Page extract:
Multi-column sort. Pass arrays of key nodes, sort directions (1=descending), and null ordering (1=nulls first). Uses parallel radix sort for numerics, merge sort for strings.

ray_op_t* ray_sort_op(ray_graph_t* g, ray_op_t* table_node, ray_op_t** keys, uint8_t* descs, uint8_t* nulls_first, uint8_t n_cols);

ray_group

Group-by with aggregation. Groups by n_keys key columns, applying n_aggs aggregate operations (specified as OP_SUM, OP_COUNT, etc.) to the corresponding input columns.

ray_op_t* ray_group(ray_graph_t* g, ray_op_t** keys, uint8_t n_keys, uint16_t* agg_ops, ray_op_t** agg_ins, uint8_t n_aggs);

ray_distinct

Returns distinct rows based on the given key columns.

ray_op_t* ray_distinct(ray_graph_t* g, ray_op_t** keys, uint8_t n_keys);

ray_join

Hash join between two tables on matching key columns. Join types: 0=inner, 1=left outer, 2=full outer. Uses radix-partitioned hash join with adaptive radix bits (2..14) to fit L2 cache.

ray_op_t* ray_join(ray_graph_t* g, ray_op_t* left_table, ray_op_t** left_keys, ray_op_t* right_table, ray_op_t** right_keys, uint8_t n_keys, uint8_t join_type);

ray_asof_join

As-of join for time-series alignment. Matches each left row to the most recent right row with a time key ≤ the left's time key, optionally partitioned by equality keys.

ray_op_t* ray_asof_join(ray_graph_t* g, ray_op_t* left_table, ray_op_t* right_table, ray_op_t* time_key, ray_op_t** eq_keys, uint8_t n_eq_keys, uint8_t join_type);

ray_window_op

Window functions with partition keys, order keys, frame specification, and multiple function kinds (ROW_NUMBER, RANK, DENSE_RANK, NTILE, SUM, AVG, LAG, LEAD, FIRST_VALUE, LAST_VALUE, NTH_VALUE).

Exercise data:
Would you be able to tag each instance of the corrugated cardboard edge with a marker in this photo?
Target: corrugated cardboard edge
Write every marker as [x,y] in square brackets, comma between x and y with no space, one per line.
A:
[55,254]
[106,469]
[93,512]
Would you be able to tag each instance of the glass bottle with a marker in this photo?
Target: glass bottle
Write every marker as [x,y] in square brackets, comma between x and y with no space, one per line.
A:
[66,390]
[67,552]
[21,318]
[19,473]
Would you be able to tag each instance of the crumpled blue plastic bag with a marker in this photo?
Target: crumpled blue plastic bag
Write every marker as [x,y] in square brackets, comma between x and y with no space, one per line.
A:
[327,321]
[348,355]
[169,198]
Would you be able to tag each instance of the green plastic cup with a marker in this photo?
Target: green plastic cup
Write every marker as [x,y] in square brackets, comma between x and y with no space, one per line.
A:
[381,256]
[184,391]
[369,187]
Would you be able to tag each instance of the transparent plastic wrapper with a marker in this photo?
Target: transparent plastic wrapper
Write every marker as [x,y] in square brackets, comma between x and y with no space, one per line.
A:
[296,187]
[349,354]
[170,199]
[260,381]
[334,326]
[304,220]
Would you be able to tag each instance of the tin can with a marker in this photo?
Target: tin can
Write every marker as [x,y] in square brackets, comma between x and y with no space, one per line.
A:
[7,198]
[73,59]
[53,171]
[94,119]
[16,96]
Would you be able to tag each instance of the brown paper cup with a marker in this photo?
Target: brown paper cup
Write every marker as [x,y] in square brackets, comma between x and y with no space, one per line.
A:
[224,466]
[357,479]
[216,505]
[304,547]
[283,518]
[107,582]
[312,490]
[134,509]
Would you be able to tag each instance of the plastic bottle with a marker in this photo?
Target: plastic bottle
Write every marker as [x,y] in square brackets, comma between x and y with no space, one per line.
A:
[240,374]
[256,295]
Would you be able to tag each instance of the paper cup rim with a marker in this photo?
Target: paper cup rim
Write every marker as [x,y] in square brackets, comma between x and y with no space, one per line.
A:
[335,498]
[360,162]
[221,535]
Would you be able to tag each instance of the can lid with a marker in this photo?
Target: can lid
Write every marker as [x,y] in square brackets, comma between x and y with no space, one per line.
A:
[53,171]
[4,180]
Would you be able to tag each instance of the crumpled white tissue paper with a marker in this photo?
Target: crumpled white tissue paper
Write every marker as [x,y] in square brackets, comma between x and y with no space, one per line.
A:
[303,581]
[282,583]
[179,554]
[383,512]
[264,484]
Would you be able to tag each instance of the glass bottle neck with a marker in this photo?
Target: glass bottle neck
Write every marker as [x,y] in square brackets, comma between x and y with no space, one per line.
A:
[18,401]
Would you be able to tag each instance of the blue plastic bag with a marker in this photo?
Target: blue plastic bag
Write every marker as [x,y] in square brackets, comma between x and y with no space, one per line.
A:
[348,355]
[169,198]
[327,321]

Task 1: Reproduce the part of the API reference text that begins at the words "Group-by with aggregation." and stops after "corresponding input columns.".
Task 2: In the rows, starting at the line that has "Would you be able to tag each instance of the can" and continuing through the last row, substitute "point" for "marker" and leave everything else unchanged. Return only those lines.

Full output 1:
Group-by with aggregation. Groups by n_keys key columns, applying n_aggs aggregate operations (specified as OP_SUM, OP_COUNT, etc.) to the corresponding input columns.

Full output 2:
Would you be able to tag each instance of the can lid with a point in this photo?
Target: can lid
Write every point as [x,y] in square brackets, comma between x and y with no space, one per line.
A:
[53,171]
[4,180]
Would you be able to tag each instance of the crumpled white tissue paper with a point in this photo?
Target: crumpled white tissue paper
Write every point as [x,y] in square brackets, comma between x and y with no space, one per line.
A:
[303,581]
[282,583]
[179,554]
[383,512]
[264,484]
Would you be able to tag each instance of the glass bottle neck with a point in this photo?
Target: glass bottle neck
Write every point as [x,y] in square brackets, comma between x and y with no space, one per line.
A:
[18,401]
Would you be able to tag each instance of the blue plastic bag with a point in this photo?
Target: blue plastic bag
Write every point as [x,y] in square brackets, comma between x and y with no space, one per line.
A:
[348,355]
[169,198]
[327,321]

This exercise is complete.